How many lines of these records hold the string "window"? Reply with the number alone.

■ ■ ■

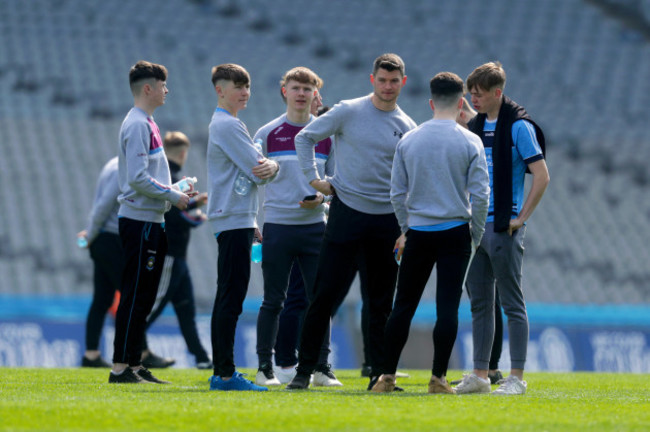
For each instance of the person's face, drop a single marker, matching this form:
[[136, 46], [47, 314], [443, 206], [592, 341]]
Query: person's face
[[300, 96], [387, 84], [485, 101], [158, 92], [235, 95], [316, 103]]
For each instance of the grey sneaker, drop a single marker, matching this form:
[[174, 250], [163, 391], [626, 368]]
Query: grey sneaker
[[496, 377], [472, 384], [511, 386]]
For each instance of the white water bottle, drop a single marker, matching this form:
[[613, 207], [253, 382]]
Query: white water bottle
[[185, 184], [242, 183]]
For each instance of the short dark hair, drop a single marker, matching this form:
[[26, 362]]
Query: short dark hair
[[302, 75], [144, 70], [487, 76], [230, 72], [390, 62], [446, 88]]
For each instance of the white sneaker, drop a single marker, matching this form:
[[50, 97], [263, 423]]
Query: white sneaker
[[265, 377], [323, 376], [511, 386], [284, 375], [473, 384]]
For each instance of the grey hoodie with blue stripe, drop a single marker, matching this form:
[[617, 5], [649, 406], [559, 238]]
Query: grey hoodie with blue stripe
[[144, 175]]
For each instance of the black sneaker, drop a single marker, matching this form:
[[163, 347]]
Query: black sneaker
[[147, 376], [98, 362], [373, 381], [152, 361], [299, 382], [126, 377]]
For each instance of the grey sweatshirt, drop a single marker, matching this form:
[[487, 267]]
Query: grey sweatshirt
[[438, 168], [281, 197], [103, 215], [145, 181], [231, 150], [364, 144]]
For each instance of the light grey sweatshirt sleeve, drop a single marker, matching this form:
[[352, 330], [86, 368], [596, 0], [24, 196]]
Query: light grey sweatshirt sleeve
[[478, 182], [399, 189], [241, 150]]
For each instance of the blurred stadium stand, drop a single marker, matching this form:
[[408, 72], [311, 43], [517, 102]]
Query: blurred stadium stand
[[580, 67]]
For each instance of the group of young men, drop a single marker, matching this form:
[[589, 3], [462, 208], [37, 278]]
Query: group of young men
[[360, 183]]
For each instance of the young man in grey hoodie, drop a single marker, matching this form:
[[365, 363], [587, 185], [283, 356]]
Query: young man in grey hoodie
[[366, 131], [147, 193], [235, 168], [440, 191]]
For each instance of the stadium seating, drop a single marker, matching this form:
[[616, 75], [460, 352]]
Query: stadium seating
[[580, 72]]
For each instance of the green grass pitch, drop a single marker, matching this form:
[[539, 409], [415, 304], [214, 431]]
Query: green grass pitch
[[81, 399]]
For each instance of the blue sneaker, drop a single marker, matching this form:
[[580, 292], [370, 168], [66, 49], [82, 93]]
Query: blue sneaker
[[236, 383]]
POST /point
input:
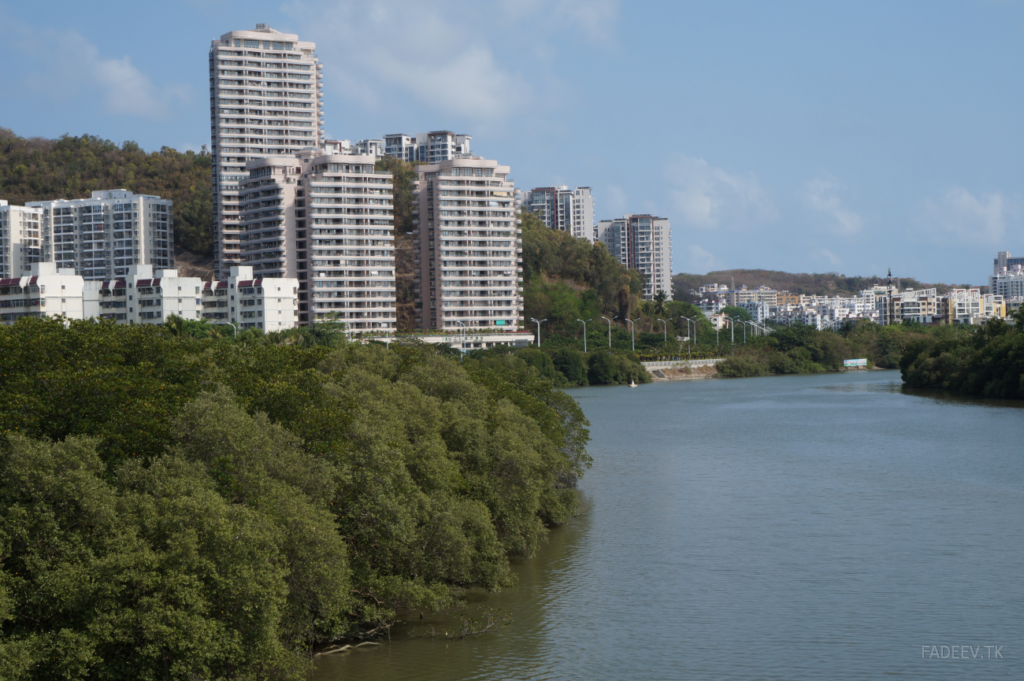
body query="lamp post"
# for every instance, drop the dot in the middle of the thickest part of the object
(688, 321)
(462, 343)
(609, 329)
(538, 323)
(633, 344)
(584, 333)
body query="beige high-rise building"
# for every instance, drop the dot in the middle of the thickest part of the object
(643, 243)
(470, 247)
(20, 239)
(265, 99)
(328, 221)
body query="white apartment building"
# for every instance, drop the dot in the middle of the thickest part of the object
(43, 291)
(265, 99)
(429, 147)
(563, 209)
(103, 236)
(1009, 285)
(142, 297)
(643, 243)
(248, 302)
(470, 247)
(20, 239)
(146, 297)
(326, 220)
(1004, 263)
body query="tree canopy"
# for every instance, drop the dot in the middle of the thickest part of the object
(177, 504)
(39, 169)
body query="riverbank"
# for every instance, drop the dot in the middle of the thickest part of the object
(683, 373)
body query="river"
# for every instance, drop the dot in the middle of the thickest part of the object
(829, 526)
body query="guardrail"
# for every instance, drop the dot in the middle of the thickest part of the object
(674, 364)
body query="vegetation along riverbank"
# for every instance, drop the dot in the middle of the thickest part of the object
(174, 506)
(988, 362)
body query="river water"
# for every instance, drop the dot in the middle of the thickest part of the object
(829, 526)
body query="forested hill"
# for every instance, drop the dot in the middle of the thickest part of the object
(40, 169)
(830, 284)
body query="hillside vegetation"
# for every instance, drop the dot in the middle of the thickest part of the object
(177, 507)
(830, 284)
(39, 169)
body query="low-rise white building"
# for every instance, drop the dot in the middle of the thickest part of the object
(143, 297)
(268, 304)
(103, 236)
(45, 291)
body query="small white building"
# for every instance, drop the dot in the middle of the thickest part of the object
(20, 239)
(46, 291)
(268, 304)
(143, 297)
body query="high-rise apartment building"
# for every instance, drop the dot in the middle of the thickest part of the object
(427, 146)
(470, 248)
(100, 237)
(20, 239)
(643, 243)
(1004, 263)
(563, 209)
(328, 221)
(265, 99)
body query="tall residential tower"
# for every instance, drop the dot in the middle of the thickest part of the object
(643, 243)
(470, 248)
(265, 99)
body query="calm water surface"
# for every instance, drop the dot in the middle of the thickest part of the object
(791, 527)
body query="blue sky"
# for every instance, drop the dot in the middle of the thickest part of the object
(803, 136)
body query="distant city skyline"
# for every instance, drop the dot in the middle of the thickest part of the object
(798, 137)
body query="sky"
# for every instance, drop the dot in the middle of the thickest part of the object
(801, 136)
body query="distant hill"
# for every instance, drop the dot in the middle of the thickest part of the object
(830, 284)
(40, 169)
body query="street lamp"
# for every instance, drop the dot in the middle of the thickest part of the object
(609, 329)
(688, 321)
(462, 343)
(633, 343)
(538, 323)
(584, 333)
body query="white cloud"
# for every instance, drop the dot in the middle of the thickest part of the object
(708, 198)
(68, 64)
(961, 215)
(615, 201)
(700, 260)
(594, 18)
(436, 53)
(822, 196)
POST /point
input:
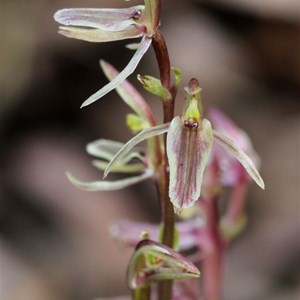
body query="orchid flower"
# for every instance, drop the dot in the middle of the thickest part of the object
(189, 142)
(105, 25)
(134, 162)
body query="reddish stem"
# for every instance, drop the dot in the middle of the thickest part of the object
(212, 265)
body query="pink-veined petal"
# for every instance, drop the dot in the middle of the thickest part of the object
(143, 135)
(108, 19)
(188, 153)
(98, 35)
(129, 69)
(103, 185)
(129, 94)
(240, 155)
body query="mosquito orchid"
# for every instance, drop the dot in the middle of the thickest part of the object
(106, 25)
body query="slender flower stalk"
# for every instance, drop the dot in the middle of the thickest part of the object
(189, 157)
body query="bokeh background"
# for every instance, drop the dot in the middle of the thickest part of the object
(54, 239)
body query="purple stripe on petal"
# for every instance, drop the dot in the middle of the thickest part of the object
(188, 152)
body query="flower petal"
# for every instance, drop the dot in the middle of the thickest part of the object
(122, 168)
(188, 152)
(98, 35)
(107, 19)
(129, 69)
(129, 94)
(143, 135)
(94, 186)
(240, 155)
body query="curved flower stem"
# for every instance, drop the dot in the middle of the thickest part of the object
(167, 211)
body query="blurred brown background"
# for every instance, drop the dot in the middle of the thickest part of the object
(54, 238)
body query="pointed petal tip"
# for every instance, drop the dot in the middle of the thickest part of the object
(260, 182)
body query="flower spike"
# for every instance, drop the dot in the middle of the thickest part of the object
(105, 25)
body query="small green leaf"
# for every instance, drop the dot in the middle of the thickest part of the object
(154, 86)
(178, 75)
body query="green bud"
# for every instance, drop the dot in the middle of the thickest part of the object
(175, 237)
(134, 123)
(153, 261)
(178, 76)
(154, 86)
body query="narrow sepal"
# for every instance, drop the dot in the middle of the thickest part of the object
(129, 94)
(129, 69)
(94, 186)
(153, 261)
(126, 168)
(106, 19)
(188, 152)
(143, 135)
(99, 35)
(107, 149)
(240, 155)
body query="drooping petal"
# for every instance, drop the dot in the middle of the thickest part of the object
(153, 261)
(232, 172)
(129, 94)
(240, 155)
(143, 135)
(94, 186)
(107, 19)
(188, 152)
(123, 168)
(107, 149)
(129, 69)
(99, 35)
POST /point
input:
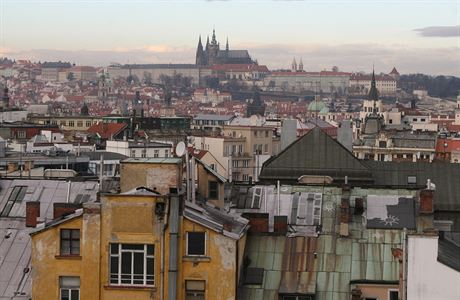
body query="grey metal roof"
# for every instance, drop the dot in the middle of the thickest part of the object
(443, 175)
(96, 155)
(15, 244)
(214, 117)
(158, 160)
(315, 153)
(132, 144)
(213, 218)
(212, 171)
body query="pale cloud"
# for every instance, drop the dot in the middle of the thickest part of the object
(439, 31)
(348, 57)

■ ■ ■

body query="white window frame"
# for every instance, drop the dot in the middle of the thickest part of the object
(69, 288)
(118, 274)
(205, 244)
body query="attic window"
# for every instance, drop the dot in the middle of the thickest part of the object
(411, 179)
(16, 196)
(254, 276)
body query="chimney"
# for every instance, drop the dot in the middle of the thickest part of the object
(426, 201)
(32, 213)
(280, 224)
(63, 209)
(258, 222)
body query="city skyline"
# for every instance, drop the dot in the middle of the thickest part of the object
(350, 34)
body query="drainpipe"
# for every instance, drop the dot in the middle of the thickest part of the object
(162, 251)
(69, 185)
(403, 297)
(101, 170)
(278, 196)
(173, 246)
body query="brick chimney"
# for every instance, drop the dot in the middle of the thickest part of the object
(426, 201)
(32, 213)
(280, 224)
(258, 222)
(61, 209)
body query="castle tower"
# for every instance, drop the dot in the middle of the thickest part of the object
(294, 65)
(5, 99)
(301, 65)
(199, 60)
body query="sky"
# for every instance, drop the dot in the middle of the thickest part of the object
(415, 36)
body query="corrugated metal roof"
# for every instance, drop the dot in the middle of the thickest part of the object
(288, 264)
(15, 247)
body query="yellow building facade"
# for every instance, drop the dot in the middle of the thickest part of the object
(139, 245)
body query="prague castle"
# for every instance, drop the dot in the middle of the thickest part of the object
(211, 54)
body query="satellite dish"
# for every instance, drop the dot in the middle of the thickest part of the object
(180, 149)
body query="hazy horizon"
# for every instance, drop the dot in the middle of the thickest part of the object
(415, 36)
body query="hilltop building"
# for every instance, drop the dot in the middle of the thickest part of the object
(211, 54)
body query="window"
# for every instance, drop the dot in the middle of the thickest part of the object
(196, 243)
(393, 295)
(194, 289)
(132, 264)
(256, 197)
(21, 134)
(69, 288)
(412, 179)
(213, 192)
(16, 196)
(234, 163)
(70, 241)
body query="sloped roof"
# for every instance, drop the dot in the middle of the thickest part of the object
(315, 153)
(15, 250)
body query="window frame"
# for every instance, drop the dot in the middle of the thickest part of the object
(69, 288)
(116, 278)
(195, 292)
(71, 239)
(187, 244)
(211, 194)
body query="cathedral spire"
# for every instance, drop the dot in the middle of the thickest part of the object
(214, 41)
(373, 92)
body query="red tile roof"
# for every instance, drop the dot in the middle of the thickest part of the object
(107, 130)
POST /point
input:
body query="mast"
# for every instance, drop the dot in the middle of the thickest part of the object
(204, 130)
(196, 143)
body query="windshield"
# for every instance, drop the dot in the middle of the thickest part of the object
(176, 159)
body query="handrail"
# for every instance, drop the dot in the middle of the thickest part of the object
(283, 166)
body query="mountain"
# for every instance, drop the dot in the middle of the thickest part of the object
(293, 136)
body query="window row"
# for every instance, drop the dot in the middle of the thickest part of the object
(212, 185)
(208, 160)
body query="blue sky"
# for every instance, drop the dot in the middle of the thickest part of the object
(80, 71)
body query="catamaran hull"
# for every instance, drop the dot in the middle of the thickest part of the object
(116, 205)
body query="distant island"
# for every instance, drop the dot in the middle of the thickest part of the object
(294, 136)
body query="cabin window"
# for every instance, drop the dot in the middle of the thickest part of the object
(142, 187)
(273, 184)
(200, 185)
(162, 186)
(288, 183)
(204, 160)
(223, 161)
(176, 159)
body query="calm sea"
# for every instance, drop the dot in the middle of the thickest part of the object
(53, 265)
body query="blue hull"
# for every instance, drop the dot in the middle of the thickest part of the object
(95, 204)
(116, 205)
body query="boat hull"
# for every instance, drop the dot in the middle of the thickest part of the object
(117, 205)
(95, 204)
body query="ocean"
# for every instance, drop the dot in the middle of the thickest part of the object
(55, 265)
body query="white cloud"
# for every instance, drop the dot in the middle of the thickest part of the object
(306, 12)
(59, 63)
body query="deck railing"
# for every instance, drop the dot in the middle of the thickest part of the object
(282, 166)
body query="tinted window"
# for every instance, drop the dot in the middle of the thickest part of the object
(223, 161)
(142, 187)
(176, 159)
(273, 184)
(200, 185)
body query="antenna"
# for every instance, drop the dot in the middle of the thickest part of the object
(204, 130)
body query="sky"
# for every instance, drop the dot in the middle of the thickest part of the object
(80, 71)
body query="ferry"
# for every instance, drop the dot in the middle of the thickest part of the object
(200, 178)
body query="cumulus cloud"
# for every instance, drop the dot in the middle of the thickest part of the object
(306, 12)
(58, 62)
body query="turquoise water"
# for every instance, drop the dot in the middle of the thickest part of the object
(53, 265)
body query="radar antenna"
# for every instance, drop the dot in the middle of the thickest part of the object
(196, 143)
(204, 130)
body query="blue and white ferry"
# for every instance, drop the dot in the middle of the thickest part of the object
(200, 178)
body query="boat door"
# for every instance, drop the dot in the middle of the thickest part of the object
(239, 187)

■ ■ ■

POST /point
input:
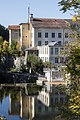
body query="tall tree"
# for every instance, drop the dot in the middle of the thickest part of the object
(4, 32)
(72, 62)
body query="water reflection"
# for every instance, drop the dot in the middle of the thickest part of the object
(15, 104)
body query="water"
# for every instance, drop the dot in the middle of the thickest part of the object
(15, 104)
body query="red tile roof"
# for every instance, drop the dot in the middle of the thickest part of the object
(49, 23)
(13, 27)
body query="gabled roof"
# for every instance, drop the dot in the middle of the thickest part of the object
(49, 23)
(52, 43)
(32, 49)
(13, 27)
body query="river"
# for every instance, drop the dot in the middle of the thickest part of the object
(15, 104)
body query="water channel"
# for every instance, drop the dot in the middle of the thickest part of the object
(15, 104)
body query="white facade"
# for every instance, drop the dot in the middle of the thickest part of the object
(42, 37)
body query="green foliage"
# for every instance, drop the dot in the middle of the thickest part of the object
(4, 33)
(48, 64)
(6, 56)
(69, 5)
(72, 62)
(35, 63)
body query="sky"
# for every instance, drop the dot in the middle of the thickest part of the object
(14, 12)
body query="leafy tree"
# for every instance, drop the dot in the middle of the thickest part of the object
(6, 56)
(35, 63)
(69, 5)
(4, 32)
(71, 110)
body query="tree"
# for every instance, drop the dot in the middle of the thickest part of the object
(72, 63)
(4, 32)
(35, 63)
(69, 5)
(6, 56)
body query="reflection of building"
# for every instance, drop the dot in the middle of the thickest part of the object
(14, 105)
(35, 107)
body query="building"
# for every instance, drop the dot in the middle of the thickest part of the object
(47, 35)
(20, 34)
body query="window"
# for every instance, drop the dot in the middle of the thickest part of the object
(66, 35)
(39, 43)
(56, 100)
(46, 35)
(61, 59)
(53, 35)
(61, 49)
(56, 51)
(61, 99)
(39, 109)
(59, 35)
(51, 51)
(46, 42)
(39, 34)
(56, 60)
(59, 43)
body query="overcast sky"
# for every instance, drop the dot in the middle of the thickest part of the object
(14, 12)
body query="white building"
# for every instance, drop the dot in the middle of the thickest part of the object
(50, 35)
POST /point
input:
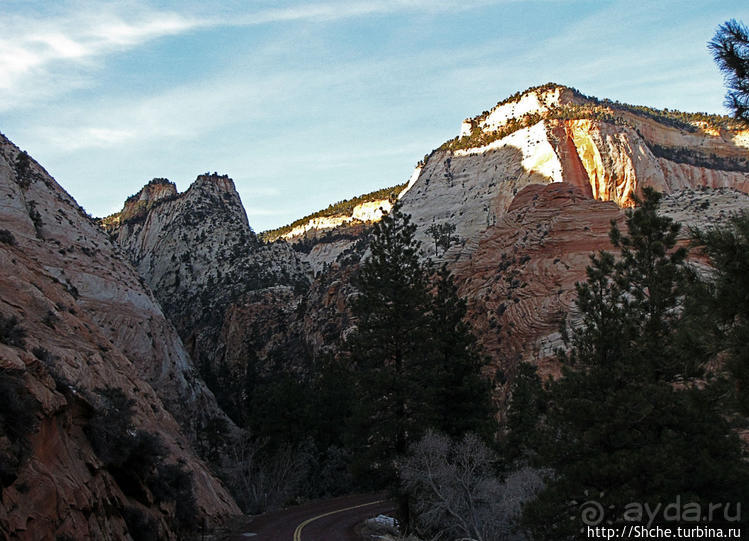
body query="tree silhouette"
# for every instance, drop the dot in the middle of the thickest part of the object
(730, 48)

■ ■ ■

(Solution for this task) 8